== Written task ==
Find "Report one dot per instance of the rock" in the records that follow; print that line and each subsequent line through the last one, verbatim and with nothing added.

**** Source material

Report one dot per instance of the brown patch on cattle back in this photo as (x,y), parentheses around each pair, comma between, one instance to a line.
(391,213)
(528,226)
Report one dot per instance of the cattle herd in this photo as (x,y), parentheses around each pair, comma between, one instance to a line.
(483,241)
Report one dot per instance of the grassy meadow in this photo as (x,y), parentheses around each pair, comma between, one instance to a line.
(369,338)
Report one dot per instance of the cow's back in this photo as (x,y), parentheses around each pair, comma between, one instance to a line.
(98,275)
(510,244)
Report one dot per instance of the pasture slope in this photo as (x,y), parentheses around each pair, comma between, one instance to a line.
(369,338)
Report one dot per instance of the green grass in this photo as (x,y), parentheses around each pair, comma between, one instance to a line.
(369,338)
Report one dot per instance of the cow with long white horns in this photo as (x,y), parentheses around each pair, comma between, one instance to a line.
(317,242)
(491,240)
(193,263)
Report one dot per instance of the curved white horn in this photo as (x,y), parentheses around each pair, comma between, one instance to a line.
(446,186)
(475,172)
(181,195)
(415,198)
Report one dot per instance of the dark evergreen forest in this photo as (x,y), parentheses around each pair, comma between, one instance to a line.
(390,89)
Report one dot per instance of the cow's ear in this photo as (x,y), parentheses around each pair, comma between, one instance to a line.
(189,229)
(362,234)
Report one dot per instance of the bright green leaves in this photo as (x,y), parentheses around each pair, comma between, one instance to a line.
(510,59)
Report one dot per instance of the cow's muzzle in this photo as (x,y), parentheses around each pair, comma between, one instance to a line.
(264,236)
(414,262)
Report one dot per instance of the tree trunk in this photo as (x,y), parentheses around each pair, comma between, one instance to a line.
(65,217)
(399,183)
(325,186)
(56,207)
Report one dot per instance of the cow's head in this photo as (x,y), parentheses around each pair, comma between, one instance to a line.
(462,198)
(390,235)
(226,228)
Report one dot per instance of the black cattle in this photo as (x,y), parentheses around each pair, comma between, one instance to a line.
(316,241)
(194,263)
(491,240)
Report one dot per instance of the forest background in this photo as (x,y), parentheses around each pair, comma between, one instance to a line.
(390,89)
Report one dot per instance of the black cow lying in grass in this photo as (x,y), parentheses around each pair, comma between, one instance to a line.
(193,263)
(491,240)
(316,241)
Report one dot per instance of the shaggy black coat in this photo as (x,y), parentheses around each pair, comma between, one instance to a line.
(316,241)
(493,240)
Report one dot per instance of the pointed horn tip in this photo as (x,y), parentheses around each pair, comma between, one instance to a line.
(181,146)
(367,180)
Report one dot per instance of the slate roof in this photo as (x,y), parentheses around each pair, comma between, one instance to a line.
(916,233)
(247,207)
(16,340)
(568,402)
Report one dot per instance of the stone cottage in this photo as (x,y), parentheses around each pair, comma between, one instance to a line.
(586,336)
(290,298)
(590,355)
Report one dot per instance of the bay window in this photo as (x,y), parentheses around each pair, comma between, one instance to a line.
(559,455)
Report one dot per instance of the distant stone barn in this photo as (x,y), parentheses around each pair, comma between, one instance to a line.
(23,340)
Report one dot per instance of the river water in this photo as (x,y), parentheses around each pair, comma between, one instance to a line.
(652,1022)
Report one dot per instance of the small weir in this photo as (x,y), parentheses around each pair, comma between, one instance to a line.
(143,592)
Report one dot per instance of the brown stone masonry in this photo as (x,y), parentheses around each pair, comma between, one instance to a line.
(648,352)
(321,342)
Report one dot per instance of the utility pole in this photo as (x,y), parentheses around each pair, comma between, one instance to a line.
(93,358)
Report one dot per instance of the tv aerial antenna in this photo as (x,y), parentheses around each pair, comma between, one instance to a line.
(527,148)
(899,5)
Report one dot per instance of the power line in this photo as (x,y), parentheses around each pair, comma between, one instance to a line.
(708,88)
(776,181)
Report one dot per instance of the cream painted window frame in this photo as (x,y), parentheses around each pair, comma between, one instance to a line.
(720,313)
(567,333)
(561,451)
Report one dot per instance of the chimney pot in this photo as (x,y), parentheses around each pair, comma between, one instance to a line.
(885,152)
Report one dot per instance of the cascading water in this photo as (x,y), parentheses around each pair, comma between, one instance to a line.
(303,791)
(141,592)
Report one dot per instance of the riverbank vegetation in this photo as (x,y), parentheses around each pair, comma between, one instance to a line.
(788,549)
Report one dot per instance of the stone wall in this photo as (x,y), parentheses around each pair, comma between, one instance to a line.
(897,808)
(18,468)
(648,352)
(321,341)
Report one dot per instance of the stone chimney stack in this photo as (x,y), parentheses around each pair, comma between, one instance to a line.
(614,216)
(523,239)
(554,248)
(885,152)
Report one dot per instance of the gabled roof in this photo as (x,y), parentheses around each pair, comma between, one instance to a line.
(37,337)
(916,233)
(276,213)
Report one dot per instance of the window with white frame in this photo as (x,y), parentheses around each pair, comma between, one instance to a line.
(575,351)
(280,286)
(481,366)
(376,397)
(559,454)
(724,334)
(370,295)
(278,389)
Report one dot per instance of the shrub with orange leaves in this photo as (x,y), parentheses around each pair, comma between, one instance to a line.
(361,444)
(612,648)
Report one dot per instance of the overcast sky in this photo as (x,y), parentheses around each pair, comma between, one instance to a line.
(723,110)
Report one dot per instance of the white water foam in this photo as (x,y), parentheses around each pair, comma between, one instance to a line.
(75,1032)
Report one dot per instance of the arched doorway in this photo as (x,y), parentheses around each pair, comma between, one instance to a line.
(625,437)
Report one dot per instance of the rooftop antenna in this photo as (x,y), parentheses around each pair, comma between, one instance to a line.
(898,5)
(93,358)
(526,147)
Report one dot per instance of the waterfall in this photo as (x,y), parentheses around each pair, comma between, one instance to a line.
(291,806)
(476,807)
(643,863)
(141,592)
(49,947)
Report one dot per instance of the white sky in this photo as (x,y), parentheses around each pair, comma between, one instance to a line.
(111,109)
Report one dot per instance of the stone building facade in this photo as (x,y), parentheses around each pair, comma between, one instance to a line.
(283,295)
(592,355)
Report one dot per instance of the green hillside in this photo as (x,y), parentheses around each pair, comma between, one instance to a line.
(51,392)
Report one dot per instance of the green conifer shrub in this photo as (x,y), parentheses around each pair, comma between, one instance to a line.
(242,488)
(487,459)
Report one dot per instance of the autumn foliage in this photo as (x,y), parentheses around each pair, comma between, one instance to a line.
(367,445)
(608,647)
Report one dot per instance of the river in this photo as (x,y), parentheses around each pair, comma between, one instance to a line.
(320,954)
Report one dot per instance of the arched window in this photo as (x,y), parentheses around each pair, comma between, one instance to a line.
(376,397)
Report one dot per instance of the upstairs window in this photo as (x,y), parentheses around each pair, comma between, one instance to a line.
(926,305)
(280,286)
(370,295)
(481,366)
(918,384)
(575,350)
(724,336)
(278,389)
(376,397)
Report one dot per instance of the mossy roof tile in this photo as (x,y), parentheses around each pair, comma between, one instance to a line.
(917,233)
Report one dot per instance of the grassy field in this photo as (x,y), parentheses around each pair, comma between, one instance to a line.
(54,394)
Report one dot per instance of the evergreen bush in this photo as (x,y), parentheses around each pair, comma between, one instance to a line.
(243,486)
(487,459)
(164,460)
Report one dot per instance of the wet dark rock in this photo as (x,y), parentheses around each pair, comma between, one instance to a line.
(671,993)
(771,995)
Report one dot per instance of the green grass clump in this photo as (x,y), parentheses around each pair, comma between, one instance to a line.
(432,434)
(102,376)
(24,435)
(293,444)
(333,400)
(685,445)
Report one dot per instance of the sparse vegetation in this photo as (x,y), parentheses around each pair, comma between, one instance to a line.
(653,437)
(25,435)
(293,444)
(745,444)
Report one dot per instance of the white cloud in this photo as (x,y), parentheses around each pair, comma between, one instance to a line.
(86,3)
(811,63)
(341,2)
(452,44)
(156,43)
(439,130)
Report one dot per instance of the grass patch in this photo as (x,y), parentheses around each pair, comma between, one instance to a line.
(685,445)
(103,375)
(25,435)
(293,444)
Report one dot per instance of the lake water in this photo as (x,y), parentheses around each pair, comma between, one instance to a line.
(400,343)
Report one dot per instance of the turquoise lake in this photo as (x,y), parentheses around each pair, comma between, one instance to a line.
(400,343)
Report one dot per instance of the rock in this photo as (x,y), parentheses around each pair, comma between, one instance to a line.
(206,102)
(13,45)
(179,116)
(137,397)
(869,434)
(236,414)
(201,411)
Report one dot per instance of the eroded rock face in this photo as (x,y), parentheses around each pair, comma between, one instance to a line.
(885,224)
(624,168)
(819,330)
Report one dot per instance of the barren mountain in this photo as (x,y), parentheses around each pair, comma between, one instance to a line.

********

== Exercise output ==
Report one dot per instance of the rock in this photo as (x,y), parentheses around each pair, comma between, one instance to a line.
(206,102)
(13,45)
(179,116)
(137,397)
(869,434)
(236,414)
(201,411)
Report one dot per instance of the eroded rock face in this photo as (x,y), parentheses around each pair, comma between, one instance to a line.
(885,224)
(624,168)
(819,330)
Report one dot per instance of the barren mountain in this photo as (x,y), parentheses around each pair, comma between, one instance to a line.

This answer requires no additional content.